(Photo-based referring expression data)

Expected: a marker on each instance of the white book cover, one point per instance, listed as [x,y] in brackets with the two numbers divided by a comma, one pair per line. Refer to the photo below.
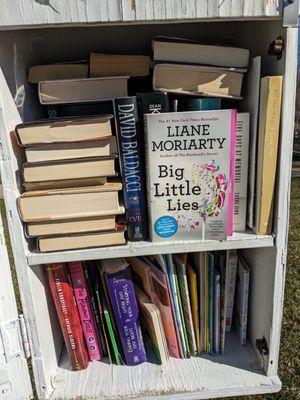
[231,266]
[190,174]
[250,103]
[242,298]
[241,172]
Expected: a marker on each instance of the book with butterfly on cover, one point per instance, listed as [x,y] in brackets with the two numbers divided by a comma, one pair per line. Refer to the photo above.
[190,174]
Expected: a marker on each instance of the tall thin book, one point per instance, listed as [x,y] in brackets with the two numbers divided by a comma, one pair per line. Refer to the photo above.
[124,304]
[153,325]
[85,310]
[63,296]
[268,138]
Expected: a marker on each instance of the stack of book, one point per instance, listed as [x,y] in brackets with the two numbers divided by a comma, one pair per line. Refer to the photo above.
[178,305]
[204,136]
[68,202]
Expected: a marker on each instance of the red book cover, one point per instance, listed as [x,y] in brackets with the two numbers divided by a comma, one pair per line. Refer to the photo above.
[68,315]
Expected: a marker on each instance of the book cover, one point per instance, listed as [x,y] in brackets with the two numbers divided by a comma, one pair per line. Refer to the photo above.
[85,310]
[241,171]
[230,279]
[67,312]
[153,325]
[268,138]
[90,278]
[114,339]
[132,167]
[184,339]
[216,311]
[250,103]
[210,300]
[200,260]
[242,298]
[124,304]
[186,304]
[193,290]
[100,306]
[199,104]
[190,172]
[162,300]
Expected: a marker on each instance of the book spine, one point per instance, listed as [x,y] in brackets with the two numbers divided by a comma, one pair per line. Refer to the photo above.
[95,307]
[85,310]
[231,174]
[132,168]
[162,300]
[217,316]
[109,319]
[125,308]
[244,306]
[186,305]
[230,289]
[63,296]
[241,172]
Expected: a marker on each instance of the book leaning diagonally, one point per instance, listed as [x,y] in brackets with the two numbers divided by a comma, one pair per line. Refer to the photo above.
[268,138]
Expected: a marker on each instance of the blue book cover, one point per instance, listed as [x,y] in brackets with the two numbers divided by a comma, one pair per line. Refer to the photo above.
[210,300]
[130,142]
[124,304]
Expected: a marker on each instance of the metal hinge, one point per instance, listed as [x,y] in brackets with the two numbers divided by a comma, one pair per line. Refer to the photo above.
[283,257]
[14,339]
[290,13]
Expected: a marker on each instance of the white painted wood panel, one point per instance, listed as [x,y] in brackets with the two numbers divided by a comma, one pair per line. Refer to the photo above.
[194,378]
[14,375]
[237,241]
[14,13]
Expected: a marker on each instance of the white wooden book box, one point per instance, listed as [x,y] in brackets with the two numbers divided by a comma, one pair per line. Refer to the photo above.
[32,32]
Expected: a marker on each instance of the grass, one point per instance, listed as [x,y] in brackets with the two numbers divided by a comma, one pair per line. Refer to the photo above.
[289,361]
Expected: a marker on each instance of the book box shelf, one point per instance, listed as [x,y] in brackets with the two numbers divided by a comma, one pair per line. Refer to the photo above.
[242,370]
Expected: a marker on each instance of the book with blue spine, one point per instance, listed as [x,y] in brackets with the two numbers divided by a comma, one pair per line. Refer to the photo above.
[130,144]
[124,304]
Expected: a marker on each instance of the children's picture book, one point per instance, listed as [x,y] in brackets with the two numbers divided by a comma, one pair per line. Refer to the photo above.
[85,310]
[190,174]
[242,298]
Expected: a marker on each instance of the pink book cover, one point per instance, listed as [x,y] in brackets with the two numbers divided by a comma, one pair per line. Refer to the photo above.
[85,311]
[231,177]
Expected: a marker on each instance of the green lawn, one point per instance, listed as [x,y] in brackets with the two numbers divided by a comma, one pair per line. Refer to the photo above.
[289,364]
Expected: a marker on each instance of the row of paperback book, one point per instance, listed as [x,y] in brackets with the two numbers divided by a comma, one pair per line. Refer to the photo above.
[181,155]
[128,311]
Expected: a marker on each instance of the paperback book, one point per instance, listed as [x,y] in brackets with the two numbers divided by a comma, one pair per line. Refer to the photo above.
[190,174]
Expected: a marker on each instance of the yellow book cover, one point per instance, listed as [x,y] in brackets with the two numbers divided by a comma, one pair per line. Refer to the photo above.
[268,138]
[193,291]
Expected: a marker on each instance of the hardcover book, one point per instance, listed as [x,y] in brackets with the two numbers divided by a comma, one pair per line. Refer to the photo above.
[154,283]
[63,296]
[242,298]
[267,148]
[85,310]
[241,171]
[124,304]
[132,168]
[186,303]
[190,174]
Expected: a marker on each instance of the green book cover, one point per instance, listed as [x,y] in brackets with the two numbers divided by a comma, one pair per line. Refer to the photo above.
[101,313]
[109,319]
[185,342]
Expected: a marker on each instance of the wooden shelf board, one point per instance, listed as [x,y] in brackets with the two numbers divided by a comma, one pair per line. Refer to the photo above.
[243,240]
[237,372]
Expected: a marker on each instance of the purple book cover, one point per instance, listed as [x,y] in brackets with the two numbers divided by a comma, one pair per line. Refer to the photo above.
[125,308]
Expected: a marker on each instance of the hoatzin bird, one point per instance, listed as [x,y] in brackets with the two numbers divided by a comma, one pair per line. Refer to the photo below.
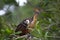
[27,23]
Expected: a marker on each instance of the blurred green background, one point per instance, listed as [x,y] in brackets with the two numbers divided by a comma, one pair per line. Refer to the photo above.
[47,26]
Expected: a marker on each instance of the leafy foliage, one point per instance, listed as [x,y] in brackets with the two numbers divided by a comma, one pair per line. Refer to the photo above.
[47,26]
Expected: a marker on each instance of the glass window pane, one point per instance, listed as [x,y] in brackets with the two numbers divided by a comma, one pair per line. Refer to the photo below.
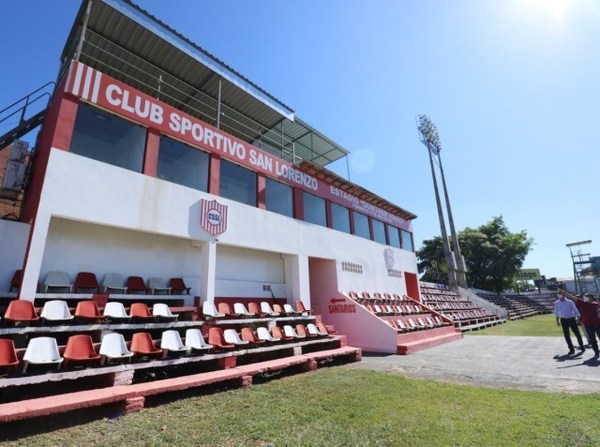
[407,240]
[340,216]
[394,235]
[361,225]
[108,138]
[182,164]
[237,183]
[278,198]
[314,210]
[378,231]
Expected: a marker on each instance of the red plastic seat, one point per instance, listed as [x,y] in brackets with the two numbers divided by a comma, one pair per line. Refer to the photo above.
[80,351]
[255,309]
[139,311]
[249,336]
[225,308]
[323,328]
[142,345]
[20,311]
[276,332]
[217,339]
[88,311]
[178,286]
[135,284]
[8,355]
[86,282]
[301,330]
[301,309]
[278,308]
[17,279]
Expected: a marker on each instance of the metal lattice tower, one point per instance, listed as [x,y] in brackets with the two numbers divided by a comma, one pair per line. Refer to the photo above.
[581,262]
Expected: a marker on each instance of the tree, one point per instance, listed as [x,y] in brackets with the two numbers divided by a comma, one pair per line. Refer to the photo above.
[493,255]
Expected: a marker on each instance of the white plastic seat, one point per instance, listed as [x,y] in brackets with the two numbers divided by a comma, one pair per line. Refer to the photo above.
[195,341]
[114,348]
[288,309]
[267,309]
[42,351]
[262,333]
[57,280]
[171,342]
[163,312]
[314,330]
[113,281]
[291,332]
[210,310]
[56,310]
[231,336]
[240,309]
[115,311]
[158,286]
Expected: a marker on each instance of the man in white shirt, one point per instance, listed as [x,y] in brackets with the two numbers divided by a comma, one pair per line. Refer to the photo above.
[567,316]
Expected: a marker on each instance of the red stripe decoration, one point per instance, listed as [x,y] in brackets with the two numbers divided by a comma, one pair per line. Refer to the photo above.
[213,216]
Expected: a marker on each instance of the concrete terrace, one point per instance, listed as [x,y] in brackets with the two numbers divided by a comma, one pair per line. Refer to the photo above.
[528,363]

> WHAT TO WORK ON:
A verbatim copy of every record is to be produced, and pictures are to be excluded from it.

> EXERCISE ANSWER:
Expected: a marker on each instance of the white book cover, one point per instance, listed as [x,y] in brackets with the two numbers divided by a comma, one pair per line. Refer to the photo below.
[231,266]
[190,174]
[250,103]
[242,298]
[241,172]
Expected: a marker on each instance of the book with butterfly on cover, one point per instance, listed as [x,y] in brackets with the two numbers divided by a comma, one pair per line. Refer to the photo above.
[190,174]
Expected: a marker on each instance of the tall thin book, one point per instance, listed as [x,y] in brackets with the two numbers divided by a comma, one pair per line. Refer to the photo above.
[124,304]
[153,325]
[85,310]
[63,296]
[268,138]
Expected: a marker on each instance of the stack of book, one point per instance, listed as [x,y] in brackets with the two numbers divided by a comma, one pair per line. Refer to the photo above.
[178,305]
[204,136]
[68,202]
Expected: a marker on each instance of the red book cover, one point per instance, listed as [x,y] in brackets with the two numbers divided by a comma, one pair per line. Refer to the photo above.
[68,315]
Expected: a marker on each instance of the book cover, one point per instance, listed as [x,y] in brackets with the two numbers divided by a comma, one pair per line. Refer to the photo above.
[85,310]
[241,171]
[230,279]
[67,312]
[153,325]
[268,138]
[90,278]
[114,339]
[132,167]
[184,339]
[216,311]
[250,103]
[210,300]
[200,260]
[242,298]
[124,304]
[186,304]
[193,290]
[100,306]
[199,104]
[190,172]
[162,300]
Expected: a marker on each instance of the book spine, one point per instance, listed as [x,y] in brackets with the two numbers divided by a comma, one pair per line. Refer to the photo above.
[95,307]
[85,310]
[231,174]
[132,168]
[162,300]
[217,316]
[109,319]
[125,308]
[244,306]
[186,305]
[230,289]
[63,296]
[241,172]
Expected: a marker on each instance of the book leaning diagonally, one point per instance, listed as [x,y] in brackets with the two numbers divided by a comma, one pair per line. Refer to the photo above.
[268,138]
Expected: a marker on each instance of the blue book cover, one point per instance, listed as [x,y] in brackets with the two numbers divided by a comma, one pair per line. Refer to the photo above.
[210,300]
[130,142]
[124,304]
Expected: a marker on each instance of the metal hinge, one point per instance, listed as [x,y] in brackets with the two numbers divided by a comma, one pair per line. Refer to the photo above.
[283,257]
[14,339]
[290,13]
Expected: a marker on each instance of the white painted wood panel, one point per instance, listed as [x,y] in brackets with the two numbers divided by a comma, one pair per line. Refer to the photo above.
[194,378]
[14,375]
[237,241]
[14,13]
Expected: a marker on each instance of the white wooden book box, one point per instance, listed as [x,y] in brackets with the two numbers divided by a comma, one pair per line. Refer to the photo above.
[32,32]
Expected: a marker on each instance of the grass, one point per instance, listed as [x,y] in brackets with the two numbers divided by a comma, one pair per line. Refer to the photo above.
[289,361]
Expected: a marker on each instance of the book box shelf, one point per instance, listed as [x,y] in brackets with the two numbers divided by a comma, one pair per line. Refer to the photo above.
[242,370]
Expected: a marker on each instance of the book with blue spine, one point per instance, listed as [x,y] in brackets with the two numbers divided by a comma, one pair per line. Refer to the photo above.
[130,144]
[124,304]
Expected: a marker on each instance of the children's picture book, one point per instance, listed as [x,y] in brackets with the two numbers divided by a comma, one pair per line. Refer to the photo above.
[85,310]
[190,174]
[242,298]
Expected: a marker on each instance of the pink book cover, one point per instance, listed as [x,y] in brackets with the two numbers divided by a comma, one pair per line. Refer to the photo above.
[85,311]
[231,177]
Expected: a marker on each instance of the green lawn, one point per instance, listed as [x,y] in brackets with the two numbers divided by a comma, one pair per line. Refer to the photo above.
[289,364]
Expected: a marker on each instance of the row of paperback book, one point per instance, listed as [x,y] in brackets with the two numbers divided by a comma, one pair per line. Refer to the photo above.
[181,155]
[128,311]
Expected: a marker on each instance of the paperback book, one point per instance, listed as [x,y] in brackets with the two numbers divided by a comma, one pair per line. Refer to the photo above.
[190,174]
Expected: a marker on each instance of the yellow book cover, one point per instance, listed as [x,y] in brackets with the two numbers divided by a comma, one pair per line. Refer to the photo above.
[268,138]
[193,291]
Expected: a marker on each instance of the hardcover book, one point per instance, listed as [x,y] in brackets with the two numbers divided by a comma, one pair per line. Refer to the photo above.
[154,283]
[63,296]
[242,298]
[267,148]
[85,310]
[241,171]
[124,304]
[132,168]
[186,303]
[190,174]
Expected: a marker on each instance of the green book cover, one point per instance, listed as [x,y] in brackets with the two numbers divided by a comma, one pair per line. Refer to the photo above.
[101,313]
[109,319]
[185,342]
Expected: a marker on each instance of the wooden shelf board, one point per instance, listed as [x,y] in brackets with the two numbers divided by a comma, one pair per line. Refer to the photo above.
[243,240]
[237,372]
Expected: a marker on each instance of the purple book cover, one point per instance, listed as [x,y] in brackets with the two numbers divided by a comma, one pair per line. Refer to the photo above.
[125,308]
Expected: a marker on each instance of the hoatzin bird, one point per instance, listed as [x,y] in brackets with the two numbers divided by a comma, one pair per line. Refer to the photo below.
[27,23]
Expected: a marker on each instance of the blurred green background, one point per instance, listed as [x,y] in brackets with the two numbers divided by a comma, one pair per line. Refer to the photo above.
[47,26]
Expected: a marker on each instance of the leafy foliage, one point per instance, listed as [x,y] in brackets with the two numbers divided by a comma, one pair per line. Refer to the photo above.
[47,26]
Expected: a marker on each instance of the glass window pane, one point per instance, listed as [x,y] in brackets with the two numbers divided by a comma, one pair per line. Refer to the photo below.
[407,240]
[340,216]
[394,235]
[361,225]
[108,138]
[182,164]
[237,183]
[278,198]
[314,210]
[378,231]
Expected: a marker on each instance of the red plastic seat, one point per instance, listed as [x,y] in brackets with the two numbers divided by a comma, one pair per line. Refer to the photo above.
[80,351]
[255,309]
[139,311]
[249,336]
[225,308]
[323,328]
[142,345]
[20,311]
[276,332]
[217,339]
[88,311]
[178,286]
[135,284]
[8,355]
[86,282]
[301,330]
[301,309]
[278,308]
[17,279]
Expected: a marker on each instance of the metal lattice tower, one point per instance, listed as [x,y] in brackets with the two numbers divided by a comma, one pair per line. Refer to the photo above.
[581,262]
Expected: a marker on each instance of the tree, one point per instance, listed as [x,y] in brackets with the two numbers divided by a comma, one pair per line. Refer to the photo above.
[493,255]
Expected: a marker on each instance of the white plastic seat, one point per instance, listed as [x,y] in brackets with the two numbers divided by a comma, one pair per line. Refer to the photo above.
[195,341]
[114,348]
[288,309]
[267,309]
[42,351]
[262,333]
[57,280]
[171,342]
[163,312]
[314,330]
[113,281]
[291,332]
[210,310]
[56,310]
[231,336]
[240,309]
[115,311]
[158,286]
Expected: a marker on each instance of the man in white shirt, one point per instance, listed as [x,y] in brackets with the two numbers divided by a comma, one pair per line. Refer to the photo above.
[567,316]
Expected: a marker on each instance of the red stripe decoration, one point per instance, listed as [x,y] in brackets with the two numbers divided by a comma, one pair per line. Refer to the photo above.
[213,216]
Expected: a marker on each instance of the concrete terrace, one point per instance, listed as [x,y] in brackets with the two numbers divided by a comma, one pair per line. Refer to the photo above.
[528,363]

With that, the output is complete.